= Try it =
Lay out every line of the items below as a numbered list, skipping blank lines and leaving out the pictures.

= Dataset records =
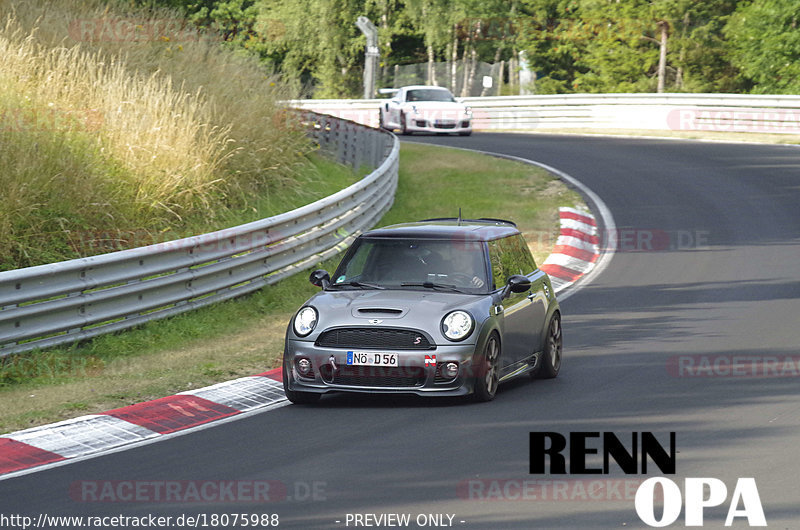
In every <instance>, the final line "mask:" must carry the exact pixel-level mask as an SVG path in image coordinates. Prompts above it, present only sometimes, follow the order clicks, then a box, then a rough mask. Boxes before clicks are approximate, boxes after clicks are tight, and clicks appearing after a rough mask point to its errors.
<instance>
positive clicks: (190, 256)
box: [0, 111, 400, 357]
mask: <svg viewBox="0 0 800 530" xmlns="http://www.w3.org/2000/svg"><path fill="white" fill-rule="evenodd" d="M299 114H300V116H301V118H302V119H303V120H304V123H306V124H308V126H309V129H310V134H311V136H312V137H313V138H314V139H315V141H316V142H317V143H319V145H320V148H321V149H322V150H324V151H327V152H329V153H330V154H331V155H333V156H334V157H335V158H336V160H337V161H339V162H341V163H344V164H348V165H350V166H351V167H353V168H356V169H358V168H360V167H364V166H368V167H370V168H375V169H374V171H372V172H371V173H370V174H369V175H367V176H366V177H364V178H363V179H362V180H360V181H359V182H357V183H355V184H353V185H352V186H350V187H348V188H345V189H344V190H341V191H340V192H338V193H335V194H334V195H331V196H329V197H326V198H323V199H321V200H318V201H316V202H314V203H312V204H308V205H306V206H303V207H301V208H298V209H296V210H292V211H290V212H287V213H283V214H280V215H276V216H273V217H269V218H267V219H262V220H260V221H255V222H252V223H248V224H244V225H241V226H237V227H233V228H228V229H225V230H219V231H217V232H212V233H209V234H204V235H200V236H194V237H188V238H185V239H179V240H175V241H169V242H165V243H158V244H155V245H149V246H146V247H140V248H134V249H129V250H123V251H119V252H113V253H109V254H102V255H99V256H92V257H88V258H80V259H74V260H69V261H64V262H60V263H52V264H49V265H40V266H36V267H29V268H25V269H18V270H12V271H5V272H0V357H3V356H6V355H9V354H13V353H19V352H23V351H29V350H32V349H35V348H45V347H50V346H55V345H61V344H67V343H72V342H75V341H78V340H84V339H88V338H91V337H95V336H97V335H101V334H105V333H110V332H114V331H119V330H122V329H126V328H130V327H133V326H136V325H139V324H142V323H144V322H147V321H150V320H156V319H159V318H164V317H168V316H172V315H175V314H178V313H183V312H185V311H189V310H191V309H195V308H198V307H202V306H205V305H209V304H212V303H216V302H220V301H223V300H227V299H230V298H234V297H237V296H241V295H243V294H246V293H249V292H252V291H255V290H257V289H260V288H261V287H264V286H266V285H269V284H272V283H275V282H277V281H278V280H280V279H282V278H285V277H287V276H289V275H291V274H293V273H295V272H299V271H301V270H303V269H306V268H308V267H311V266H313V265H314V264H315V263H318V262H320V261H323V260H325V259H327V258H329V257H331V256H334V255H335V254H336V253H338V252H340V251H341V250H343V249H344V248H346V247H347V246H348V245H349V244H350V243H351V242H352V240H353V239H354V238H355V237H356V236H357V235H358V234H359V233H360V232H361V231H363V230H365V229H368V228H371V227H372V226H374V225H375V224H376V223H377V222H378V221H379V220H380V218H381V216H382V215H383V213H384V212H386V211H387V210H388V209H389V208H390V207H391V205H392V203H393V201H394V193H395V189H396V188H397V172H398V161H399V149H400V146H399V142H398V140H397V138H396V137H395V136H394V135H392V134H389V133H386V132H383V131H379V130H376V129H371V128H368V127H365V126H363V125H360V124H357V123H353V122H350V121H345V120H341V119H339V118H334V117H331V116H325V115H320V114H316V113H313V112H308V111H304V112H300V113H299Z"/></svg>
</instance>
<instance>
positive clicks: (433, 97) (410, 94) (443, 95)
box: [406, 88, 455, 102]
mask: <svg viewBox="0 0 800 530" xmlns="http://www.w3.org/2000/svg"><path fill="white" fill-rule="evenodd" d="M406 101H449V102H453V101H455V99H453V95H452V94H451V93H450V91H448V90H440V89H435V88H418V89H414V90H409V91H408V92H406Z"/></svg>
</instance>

= Response to the exercise =
1. In every <instance>, the final line "mask:" must carry the exact pixel-level mask as an SVG path in image coordinates. Prompts above it, present only sometimes, follow the order clicks, then a box, then a rough mask. Boxes before clicks are approximate, boxes after clicks are tight, and clicks appearing after a rough mask point to its errors.
2. <instance>
3. positive clicks: (190, 256)
4. box: [0, 111, 400, 357]
5. mask: <svg viewBox="0 0 800 530" xmlns="http://www.w3.org/2000/svg"><path fill="white" fill-rule="evenodd" d="M299 114H300V116H301V118H302V119H303V120H304V123H306V124H308V126H309V129H310V134H311V136H312V137H313V138H314V139H315V141H316V142H317V143H319V145H320V148H321V149H322V150H324V151H327V152H329V153H330V154H331V155H333V156H334V157H335V158H336V160H337V161H339V162H341V163H344V164H348V165H350V166H351V167H353V168H356V169H358V168H360V167H364V166H368V167H370V168H375V169H374V171H372V172H371V173H370V174H369V175H367V176H366V177H364V178H363V179H362V180H360V181H359V182H357V183H355V184H353V185H352V186H350V187H348V188H345V189H344V190H341V191H340V192H338V193H335V194H334V195H331V196H329V197H326V198H323V199H321V200H318V201H316V202H314V203H312V204H308V205H306V206H303V207H301V208H298V209H296V210H292V211H290V212H287V213H283V214H280V215H276V216H273V217H269V218H267V219H262V220H260V221H255V222H252V223H248V224H244V225H241V226H237V227H233V228H228V229H225V230H219V231H217V232H212V233H209V234H204V235H200V236H194V237H188V238H185V239H179V240H175V241H169V242H165V243H158V244H155V245H149V246H146V247H140V248H134V249H129V250H123V251H119V252H113V253H109V254H102V255H99V256H92V257H88V258H80V259H74V260H69V261H64V262H60V263H52V264H49V265H40V266H36V267H29V268H25V269H18V270H12V271H5V272H0V357H3V356H6V355H9V354H13V353H19V352H23V351H29V350H32V349H35V348H45V347H50V346H55V345H61V344H67V343H72V342H75V341H78V340H84V339H88V338H91V337H95V336H97V335H101V334H105V333H110V332H114V331H119V330H122V329H126V328H130V327H133V326H136V325H139V324H142V323H144V322H147V321H150V320H156V319H159V318H164V317H168V316H172V315H175V314H178V313H183V312H185V311H189V310H191V309H195V308H198V307H202V306H205V305H209V304H212V303H216V302H220V301H223V300H227V299H230V298H234V297H237V296H241V295H243V294H246V293H249V292H252V291H255V290H257V289H260V288H261V287H264V286H266V285H269V284H272V283H275V282H277V281H278V280H280V279H282V278H285V277H287V276H289V275H291V274H293V273H295V272H299V271H301V270H303V269H306V268H308V267H311V266H313V265H314V264H315V263H318V262H320V261H323V260H325V259H327V258H329V257H331V256H334V255H335V254H336V253H338V252H340V251H341V250H343V249H344V248H346V247H347V246H348V245H349V244H350V243H351V242H352V240H353V239H354V238H355V237H356V236H357V235H358V234H359V233H360V232H361V231H363V230H365V229H368V228H371V227H372V226H374V225H375V224H376V223H377V222H378V221H379V220H380V218H381V216H382V215H383V213H384V212H386V211H387V210H388V209H389V208H390V207H391V205H392V203H393V201H394V193H395V189H396V188H397V172H398V161H399V149H400V146H399V142H398V140H397V138H396V137H395V136H394V135H392V134H389V133H386V132H383V131H379V130H376V129H371V128H368V127H365V126H363V125H360V124H357V123H353V122H350V121H345V120H341V119H339V118H334V117H331V116H325V115H320V114H316V113H313V112H308V111H304V112H300V113H299Z"/></svg>
6. </instance>
7. <instance>
8. positive clicks: (433, 97) (410, 94) (443, 95)
9. box: [406, 88, 455, 102]
10. mask: <svg viewBox="0 0 800 530" xmlns="http://www.w3.org/2000/svg"><path fill="white" fill-rule="evenodd" d="M406 101H449V102H453V101H455V99H453V95H452V94H451V93H450V91H448V90H440V89H435V88H418V89H414V90H409V91H408V92H406Z"/></svg>
11. </instance>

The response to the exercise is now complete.